(Excerpts of pointing data)

++++++++++++++++++++

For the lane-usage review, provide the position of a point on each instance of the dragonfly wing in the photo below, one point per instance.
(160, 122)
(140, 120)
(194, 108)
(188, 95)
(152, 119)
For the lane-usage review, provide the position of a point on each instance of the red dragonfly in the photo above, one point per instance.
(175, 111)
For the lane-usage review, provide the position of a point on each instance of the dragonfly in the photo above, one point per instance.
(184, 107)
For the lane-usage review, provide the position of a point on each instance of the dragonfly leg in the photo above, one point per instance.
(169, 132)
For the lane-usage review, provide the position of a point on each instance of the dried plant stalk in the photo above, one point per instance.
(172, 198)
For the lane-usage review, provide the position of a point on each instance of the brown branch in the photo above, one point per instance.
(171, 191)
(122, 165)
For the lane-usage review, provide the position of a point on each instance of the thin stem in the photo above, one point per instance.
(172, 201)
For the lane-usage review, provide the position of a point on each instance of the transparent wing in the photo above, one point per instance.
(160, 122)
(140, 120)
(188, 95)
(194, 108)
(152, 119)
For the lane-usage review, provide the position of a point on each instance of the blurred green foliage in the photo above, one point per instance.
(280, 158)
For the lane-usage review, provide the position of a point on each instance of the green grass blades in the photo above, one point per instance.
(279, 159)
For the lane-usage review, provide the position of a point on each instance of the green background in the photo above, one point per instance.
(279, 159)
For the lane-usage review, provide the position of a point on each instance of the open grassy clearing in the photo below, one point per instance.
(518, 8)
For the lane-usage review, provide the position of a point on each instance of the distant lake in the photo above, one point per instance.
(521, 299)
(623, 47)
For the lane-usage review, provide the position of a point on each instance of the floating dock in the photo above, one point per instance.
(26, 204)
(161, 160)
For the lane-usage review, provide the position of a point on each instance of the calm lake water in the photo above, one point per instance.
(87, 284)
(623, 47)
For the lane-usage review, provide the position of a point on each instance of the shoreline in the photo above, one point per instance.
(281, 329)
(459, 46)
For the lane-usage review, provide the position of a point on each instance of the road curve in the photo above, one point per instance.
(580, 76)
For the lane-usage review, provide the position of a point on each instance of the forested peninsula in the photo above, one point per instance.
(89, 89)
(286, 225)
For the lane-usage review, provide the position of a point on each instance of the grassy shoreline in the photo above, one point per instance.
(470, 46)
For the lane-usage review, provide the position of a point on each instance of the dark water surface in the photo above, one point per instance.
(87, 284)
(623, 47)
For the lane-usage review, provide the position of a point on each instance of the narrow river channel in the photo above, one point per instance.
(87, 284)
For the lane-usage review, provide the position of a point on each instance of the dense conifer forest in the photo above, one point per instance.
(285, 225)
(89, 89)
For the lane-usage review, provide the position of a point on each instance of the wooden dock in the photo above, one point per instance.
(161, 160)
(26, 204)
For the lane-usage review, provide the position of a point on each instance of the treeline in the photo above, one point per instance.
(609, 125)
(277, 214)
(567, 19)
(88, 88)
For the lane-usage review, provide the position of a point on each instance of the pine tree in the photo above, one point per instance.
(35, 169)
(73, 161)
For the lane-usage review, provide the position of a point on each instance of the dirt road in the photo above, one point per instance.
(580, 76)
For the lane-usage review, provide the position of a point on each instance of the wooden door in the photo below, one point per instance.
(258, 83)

++++++++++++++++++++

§ What you are asked to do
Show the data once more, exactly as it was written.

§ Complete response
For the lane-usage review, provide the position of a point on each instance of the dragonfly wing in the photo below, one point per instance.
(160, 122)
(140, 120)
(194, 108)
(188, 95)
(152, 119)
For the lane-usage review, provide the position of a point on each instance of the red dragonfly in the photo above, one point per instance.
(175, 111)
For the lane-usage review, provide the position of a point on each instance of the dragonfly in the photo above, one point per instance.
(184, 107)
For the lane-usage review, provide the position of a point on each instance of the dragonfly leg in the photo above, one point per instance.
(169, 132)
For the lane-usage review, provide the position of a point on each instance of the dried plant stalk in the photo above, one point per instance.
(172, 198)
For the lane-usage review, provide the position of a point on each instance of the brown branch in the photo above, one point per instance.
(171, 191)
(122, 165)
For the lane-usage review, provide the position of a point on each instance of the thin stem in the photo above, one point per instance.
(172, 201)
For the lane-usage review, provide the position of a point on each instance of the transparent wing in the photo above, one point per instance.
(160, 122)
(140, 120)
(188, 95)
(194, 108)
(152, 119)
For the lane-usage review, provide the position of a point on each instance of the blurred green foliage in the photo above, one point per instance.
(280, 158)
For the lane-usage review, provide the position of a point on each instance of the green grass blades in the photo above, one point per instance.
(279, 159)
For the lane-usage review, provide the position of a point on each instance of the green background in the photo above, one point per instance.
(279, 159)
For the lane-usage review, provide the position of a point on each instance of the open grassy clearing in the photo below, one point per instance.
(518, 8)
For the lane-usage review, provide the position of a point on each instance of the distant lake in the photo above, one point per instance.
(521, 299)
(623, 47)
For the lane-usage review, provide the position of a point on each instance of the floating dock in the photo above, one point per instance.
(26, 204)
(161, 160)
For the lane-usage review, provide the position of a point on each instance of the calm lake water in the photo above, one point per instance.
(87, 284)
(623, 47)
For the lane-usage review, provide the position of a point on each instance of the shoreline in the photo above, one point per instance.
(281, 329)
(459, 46)
For the lane-usage review, provide the position of a point on each instance of the road curve in the photo above, one point per instance.
(580, 76)
For the lane-usage review, provide the position of a point on each instance of the forested peninsula in the photo above, one point per instance.
(89, 89)
(286, 225)
For the lane-usage review, provide the position of a point on each instance of the grassy shoreline in the photo above, one point per instance.
(470, 46)
For the lane-usage review, provide the position of a point on each instance of the dark water surface in the photo above, one point per instance.
(87, 284)
(623, 47)
For the lane-usage review, provide the position of a point on each instance of the narrow river channel in the photo above, one point per instance.
(87, 284)
For the lane-usage review, provide the position of a point on each instance of the dense conifer forest in the photo above, one point per instance.
(285, 225)
(89, 89)
For the lane-usage review, provide the position of a point on each instance of the wooden dock in the photo above, one point per instance.
(161, 160)
(26, 204)
For the lane-usage review, provide the position of a point on each instance of the treeline in the photo above, one point per instance.
(609, 125)
(277, 214)
(567, 19)
(88, 88)
For the lane-usage review, provide the position of a point on each instance of the pine tree in the photo above, one point per instance.
(35, 169)
(73, 161)
For the lane-usage review, provide the position of a point on each instance of the dirt road in the photo above, one point per instance.
(580, 76)
For the lane-usage review, provide the position of a point on each instance of the wooden door in the photo below, one point per instance.
(258, 83)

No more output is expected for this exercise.